| EXERCISE INSTRUCTIONS |
Look through the records and report how many lines include the word "wing", with no other words.

| RECORD EXTRACTS |
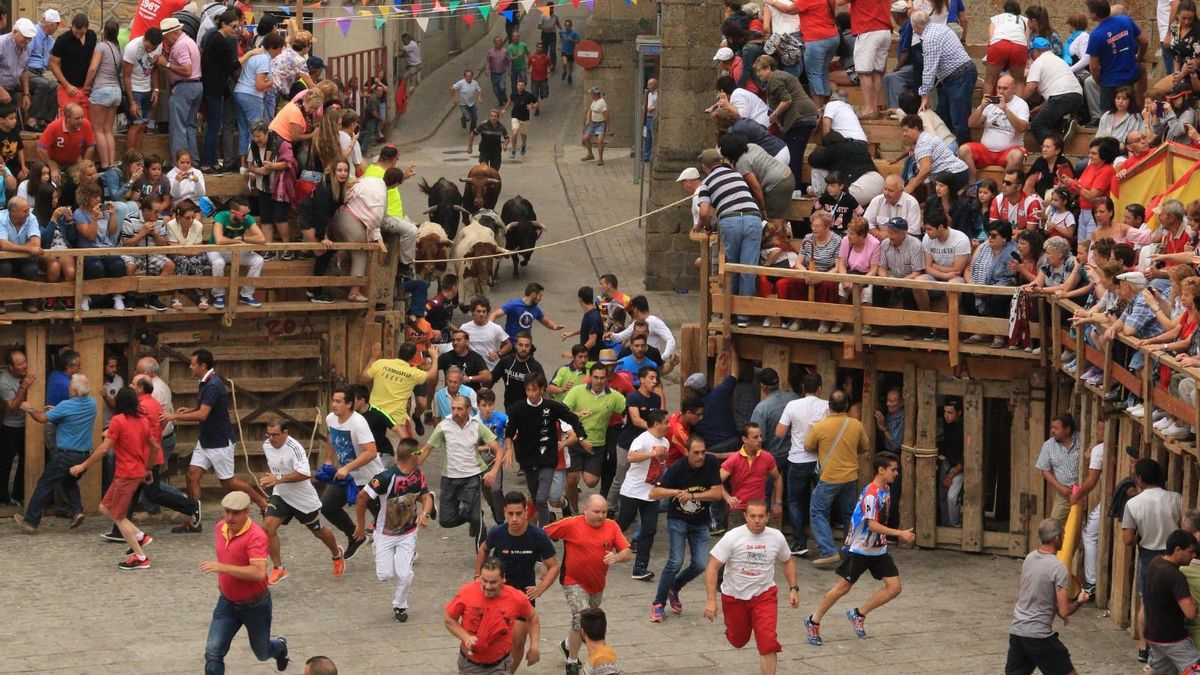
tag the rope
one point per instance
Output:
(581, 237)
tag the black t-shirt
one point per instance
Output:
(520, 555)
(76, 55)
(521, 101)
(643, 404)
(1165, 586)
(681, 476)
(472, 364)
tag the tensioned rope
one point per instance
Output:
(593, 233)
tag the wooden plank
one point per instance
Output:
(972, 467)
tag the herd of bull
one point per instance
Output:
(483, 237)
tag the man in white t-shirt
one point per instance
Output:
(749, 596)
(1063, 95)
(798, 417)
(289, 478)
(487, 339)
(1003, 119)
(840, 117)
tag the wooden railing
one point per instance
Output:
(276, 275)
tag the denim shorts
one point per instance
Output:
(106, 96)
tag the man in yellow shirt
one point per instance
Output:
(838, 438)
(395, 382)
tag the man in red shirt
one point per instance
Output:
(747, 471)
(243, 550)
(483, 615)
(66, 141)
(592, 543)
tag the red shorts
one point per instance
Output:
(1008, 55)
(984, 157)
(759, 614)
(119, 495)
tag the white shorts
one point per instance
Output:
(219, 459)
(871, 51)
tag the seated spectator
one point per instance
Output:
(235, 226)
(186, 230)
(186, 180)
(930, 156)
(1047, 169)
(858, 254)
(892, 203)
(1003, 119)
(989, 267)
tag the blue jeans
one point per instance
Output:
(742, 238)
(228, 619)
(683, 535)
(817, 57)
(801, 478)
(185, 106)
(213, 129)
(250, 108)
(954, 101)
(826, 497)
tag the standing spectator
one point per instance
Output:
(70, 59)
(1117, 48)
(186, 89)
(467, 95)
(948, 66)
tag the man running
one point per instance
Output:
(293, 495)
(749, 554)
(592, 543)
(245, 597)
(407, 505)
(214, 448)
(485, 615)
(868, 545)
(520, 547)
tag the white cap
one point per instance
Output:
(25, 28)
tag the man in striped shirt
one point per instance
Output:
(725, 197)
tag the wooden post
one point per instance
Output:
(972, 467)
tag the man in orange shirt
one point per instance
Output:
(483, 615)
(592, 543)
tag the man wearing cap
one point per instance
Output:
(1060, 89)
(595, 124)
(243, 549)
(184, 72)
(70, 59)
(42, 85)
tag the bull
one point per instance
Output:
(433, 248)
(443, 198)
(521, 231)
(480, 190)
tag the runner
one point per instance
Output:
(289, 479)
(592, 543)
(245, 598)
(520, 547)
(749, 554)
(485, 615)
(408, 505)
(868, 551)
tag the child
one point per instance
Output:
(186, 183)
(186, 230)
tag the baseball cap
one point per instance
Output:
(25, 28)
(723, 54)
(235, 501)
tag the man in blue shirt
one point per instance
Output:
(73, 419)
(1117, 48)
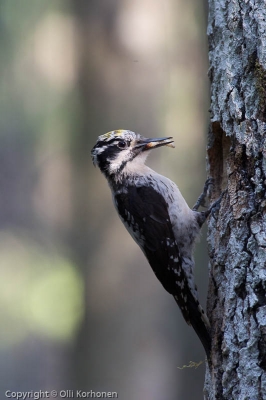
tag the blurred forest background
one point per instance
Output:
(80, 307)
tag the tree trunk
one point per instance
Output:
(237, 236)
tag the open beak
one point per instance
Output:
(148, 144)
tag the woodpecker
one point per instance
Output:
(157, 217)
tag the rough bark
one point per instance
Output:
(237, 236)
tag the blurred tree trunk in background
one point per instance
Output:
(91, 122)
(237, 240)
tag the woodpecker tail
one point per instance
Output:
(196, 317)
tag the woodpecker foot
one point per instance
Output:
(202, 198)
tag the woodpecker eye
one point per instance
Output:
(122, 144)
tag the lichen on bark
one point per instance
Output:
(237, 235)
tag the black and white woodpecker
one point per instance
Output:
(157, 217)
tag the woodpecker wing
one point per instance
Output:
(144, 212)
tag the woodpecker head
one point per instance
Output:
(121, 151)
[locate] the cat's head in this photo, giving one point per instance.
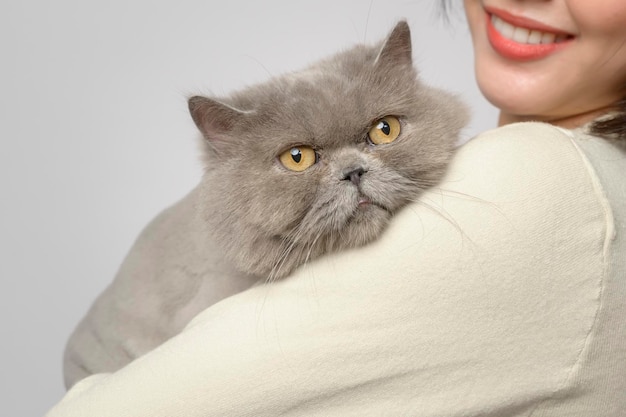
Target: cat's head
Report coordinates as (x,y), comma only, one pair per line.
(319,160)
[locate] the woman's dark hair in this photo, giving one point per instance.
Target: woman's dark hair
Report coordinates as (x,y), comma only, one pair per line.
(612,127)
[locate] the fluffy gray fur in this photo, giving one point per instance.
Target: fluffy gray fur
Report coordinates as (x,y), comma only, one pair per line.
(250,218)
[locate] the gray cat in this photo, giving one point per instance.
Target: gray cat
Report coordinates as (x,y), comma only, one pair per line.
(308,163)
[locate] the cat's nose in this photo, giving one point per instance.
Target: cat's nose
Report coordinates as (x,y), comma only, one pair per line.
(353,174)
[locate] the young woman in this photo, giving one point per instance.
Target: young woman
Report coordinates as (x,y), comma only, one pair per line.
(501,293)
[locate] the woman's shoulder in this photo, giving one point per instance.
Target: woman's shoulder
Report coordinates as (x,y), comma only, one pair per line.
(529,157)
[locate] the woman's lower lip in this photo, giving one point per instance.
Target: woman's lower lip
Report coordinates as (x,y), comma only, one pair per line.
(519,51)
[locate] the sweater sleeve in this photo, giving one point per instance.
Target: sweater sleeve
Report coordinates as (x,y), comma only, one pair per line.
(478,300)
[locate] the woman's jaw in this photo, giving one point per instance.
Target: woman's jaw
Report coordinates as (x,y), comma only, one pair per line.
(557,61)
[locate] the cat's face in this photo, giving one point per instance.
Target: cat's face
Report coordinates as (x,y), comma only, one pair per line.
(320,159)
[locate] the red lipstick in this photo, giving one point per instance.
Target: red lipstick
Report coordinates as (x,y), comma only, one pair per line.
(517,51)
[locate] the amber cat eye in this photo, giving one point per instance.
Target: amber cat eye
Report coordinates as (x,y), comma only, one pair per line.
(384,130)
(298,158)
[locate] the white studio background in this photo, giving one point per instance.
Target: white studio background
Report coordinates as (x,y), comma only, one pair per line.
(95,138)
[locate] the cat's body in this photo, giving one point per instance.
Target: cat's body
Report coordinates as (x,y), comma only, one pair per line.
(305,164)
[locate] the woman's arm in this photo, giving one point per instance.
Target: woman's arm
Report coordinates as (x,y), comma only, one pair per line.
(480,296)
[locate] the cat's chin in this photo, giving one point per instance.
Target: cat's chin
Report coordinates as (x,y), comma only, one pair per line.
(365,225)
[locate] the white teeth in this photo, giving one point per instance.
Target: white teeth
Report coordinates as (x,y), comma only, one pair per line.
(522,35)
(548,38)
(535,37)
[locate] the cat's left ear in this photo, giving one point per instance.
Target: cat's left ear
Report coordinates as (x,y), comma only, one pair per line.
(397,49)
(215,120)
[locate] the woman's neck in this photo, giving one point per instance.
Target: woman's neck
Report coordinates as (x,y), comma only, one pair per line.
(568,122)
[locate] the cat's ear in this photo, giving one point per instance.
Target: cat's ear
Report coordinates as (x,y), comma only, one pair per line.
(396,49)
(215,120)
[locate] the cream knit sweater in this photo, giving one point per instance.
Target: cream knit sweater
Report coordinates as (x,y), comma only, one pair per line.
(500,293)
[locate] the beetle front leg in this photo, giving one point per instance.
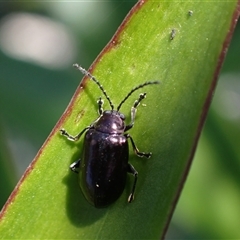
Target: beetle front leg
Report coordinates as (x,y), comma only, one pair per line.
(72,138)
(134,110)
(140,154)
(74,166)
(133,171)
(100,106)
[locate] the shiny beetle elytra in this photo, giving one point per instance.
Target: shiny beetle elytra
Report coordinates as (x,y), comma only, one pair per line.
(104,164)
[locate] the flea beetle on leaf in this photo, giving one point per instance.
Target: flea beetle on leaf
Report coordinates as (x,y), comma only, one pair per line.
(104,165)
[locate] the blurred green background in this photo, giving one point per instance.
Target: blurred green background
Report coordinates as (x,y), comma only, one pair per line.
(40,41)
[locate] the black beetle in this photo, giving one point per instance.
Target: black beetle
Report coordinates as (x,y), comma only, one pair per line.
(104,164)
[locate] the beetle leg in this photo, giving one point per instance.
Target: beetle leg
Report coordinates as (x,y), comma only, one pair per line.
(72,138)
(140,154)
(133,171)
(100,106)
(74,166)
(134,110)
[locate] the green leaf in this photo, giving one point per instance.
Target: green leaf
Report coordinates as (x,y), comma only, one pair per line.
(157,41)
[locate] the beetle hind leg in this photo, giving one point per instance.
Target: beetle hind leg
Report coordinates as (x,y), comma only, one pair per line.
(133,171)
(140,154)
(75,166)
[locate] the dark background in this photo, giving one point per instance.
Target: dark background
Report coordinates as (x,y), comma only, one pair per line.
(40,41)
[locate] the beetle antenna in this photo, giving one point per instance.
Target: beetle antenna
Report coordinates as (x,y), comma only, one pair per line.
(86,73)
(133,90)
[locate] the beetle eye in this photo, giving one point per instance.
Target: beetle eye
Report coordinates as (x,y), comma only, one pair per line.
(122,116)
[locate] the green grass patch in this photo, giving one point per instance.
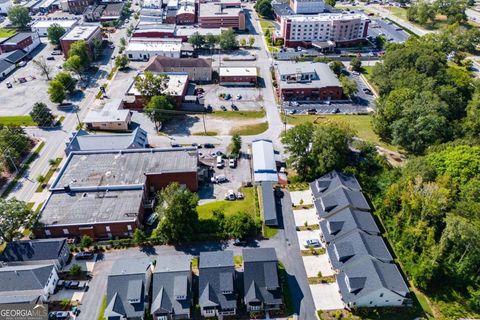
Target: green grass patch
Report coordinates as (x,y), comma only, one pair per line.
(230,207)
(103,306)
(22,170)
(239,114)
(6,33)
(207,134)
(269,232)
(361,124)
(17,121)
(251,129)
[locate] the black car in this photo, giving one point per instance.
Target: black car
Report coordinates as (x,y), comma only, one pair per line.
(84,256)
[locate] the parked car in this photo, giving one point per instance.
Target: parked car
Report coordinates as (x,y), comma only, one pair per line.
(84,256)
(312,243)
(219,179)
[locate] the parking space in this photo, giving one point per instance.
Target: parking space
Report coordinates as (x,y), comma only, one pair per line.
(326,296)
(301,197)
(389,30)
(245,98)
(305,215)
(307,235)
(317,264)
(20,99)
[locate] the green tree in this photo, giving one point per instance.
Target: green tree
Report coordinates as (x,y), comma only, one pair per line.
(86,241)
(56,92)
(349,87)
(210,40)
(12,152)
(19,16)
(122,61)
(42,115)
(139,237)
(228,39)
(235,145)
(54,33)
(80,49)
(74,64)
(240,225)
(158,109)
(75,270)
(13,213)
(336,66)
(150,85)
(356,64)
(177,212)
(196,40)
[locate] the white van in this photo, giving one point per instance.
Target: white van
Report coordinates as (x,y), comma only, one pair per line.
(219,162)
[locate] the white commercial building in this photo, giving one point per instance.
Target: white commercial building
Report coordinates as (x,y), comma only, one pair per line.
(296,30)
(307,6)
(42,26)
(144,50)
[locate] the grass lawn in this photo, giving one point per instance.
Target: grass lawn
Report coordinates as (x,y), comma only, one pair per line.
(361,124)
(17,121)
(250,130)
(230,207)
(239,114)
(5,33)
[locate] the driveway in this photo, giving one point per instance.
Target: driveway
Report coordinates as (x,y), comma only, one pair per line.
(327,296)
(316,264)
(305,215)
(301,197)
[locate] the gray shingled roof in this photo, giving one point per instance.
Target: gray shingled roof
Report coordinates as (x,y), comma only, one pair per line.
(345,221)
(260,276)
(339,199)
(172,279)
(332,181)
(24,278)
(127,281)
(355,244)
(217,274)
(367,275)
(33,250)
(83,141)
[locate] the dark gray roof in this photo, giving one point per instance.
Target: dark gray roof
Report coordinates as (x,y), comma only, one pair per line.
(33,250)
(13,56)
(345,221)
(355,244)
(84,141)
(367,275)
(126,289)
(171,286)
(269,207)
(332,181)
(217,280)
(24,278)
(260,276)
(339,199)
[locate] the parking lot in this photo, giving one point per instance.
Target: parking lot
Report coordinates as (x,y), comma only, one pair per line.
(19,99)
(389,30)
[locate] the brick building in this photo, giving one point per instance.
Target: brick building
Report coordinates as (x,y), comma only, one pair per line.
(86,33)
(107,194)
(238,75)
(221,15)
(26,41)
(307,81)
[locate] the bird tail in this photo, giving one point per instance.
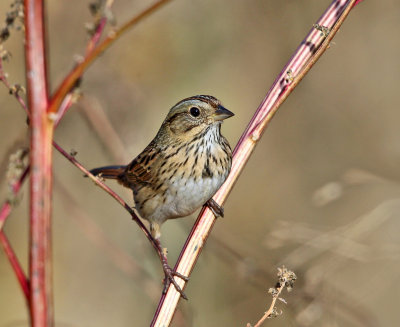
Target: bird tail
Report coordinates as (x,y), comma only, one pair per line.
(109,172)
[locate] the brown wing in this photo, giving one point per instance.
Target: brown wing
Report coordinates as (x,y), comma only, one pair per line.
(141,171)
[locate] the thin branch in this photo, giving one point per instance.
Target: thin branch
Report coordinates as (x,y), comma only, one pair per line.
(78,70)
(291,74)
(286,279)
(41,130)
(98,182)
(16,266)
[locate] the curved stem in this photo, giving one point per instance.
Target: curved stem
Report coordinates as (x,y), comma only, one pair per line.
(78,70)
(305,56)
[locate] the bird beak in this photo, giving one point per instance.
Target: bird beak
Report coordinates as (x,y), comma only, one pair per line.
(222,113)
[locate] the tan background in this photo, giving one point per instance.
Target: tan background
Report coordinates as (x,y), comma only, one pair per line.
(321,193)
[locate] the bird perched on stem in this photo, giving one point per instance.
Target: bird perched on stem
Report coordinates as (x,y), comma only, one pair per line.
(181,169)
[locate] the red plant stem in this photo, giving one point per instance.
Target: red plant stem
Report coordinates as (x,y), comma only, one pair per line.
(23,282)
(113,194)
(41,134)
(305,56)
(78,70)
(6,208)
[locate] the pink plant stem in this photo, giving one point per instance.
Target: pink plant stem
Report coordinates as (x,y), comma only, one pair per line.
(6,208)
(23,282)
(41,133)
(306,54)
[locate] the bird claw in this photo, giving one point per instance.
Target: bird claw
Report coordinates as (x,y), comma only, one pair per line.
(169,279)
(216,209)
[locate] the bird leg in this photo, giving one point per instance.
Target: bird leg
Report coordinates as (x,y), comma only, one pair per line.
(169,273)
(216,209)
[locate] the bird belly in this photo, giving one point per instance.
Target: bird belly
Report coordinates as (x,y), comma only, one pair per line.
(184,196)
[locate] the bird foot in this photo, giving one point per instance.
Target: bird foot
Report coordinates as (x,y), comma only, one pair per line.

| RESPONSE TO THE TASK |
3